Two lines below mark the span: the one containing "Target: dark gray background" and the one containing "Target: man's forehead". Set down both, plus every line between, exactly as they stand, and nothing else.

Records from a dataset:

....................

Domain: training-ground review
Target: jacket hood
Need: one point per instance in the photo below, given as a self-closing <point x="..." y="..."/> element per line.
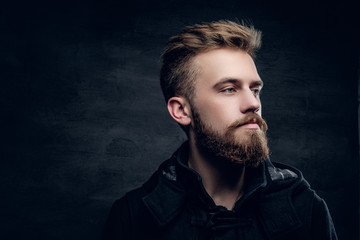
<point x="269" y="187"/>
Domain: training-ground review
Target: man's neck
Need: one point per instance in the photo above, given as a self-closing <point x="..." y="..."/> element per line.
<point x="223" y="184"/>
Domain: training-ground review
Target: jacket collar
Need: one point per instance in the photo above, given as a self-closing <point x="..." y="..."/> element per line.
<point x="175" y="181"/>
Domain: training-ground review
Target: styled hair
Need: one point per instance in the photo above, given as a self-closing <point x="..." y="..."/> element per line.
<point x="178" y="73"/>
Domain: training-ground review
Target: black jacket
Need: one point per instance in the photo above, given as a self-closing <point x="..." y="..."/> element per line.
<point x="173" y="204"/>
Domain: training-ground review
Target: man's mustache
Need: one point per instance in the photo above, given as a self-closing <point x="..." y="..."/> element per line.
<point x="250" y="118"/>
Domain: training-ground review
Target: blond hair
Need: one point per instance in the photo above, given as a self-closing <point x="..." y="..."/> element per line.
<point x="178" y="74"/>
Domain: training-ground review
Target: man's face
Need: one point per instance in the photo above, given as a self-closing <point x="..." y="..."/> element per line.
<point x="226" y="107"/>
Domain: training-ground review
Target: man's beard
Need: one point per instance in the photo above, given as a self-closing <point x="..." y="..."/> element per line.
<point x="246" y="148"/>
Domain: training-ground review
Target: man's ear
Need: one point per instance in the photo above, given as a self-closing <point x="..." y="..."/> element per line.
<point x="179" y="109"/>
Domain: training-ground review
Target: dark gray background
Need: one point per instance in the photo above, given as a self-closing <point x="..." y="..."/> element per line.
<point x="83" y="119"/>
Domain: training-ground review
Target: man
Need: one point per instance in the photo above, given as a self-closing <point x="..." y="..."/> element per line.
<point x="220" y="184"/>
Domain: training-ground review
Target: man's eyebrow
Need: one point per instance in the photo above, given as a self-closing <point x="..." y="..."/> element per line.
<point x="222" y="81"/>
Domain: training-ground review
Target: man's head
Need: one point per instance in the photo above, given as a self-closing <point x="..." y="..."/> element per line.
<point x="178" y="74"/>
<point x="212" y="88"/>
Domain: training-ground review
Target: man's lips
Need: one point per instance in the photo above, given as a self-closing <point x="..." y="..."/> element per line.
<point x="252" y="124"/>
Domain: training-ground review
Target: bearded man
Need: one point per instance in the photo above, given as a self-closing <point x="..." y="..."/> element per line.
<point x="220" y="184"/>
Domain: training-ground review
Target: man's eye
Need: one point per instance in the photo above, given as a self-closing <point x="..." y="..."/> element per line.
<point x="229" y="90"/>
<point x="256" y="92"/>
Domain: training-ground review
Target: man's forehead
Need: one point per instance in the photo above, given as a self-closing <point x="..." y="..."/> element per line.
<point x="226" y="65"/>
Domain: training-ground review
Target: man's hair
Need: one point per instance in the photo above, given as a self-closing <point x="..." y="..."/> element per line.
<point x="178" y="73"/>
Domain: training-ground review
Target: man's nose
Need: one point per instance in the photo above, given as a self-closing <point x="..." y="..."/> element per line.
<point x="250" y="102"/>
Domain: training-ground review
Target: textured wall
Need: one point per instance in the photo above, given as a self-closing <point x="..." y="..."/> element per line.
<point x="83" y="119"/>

....................

* [Your solution]
Target: dark gray background
Need: one point per instance in the photo above, given as a self-closing <point x="..." y="..."/> element per line.
<point x="83" y="119"/>
Domain: training-ground review
Target: man
Need: one point per instance in the photo above, given as a self-closing <point x="..." y="..."/> element per line.
<point x="220" y="184"/>
Domain: training-ground review
Target: man's eyebrow
Need: one point per instance in the photo above, given as a self-closing <point x="..." y="..."/> element per line.
<point x="222" y="81"/>
Domain: training-ground review
Target: man's head
Need: one point per instance in the photo above, given as a self-closing <point x="..." y="..."/> element per line.
<point x="178" y="74"/>
<point x="212" y="88"/>
Domain: training-ground review
Target: man's lips
Need: one point per instance in the photo above, given as a self-closing <point x="..." y="..."/> element per line.
<point x="252" y="124"/>
Domain: training-ground review
Target: bearded man
Need: one point per instance in the photo above, given as a self-closing <point x="..." y="..."/> element per line.
<point x="220" y="184"/>
Domain: training-ground review
Target: man's eye
Need: one point per instance in the photo above, given as a self-closing <point x="..." y="..."/> element per line.
<point x="229" y="90"/>
<point x="256" y="92"/>
Domain: training-ground review
Target: man's forehead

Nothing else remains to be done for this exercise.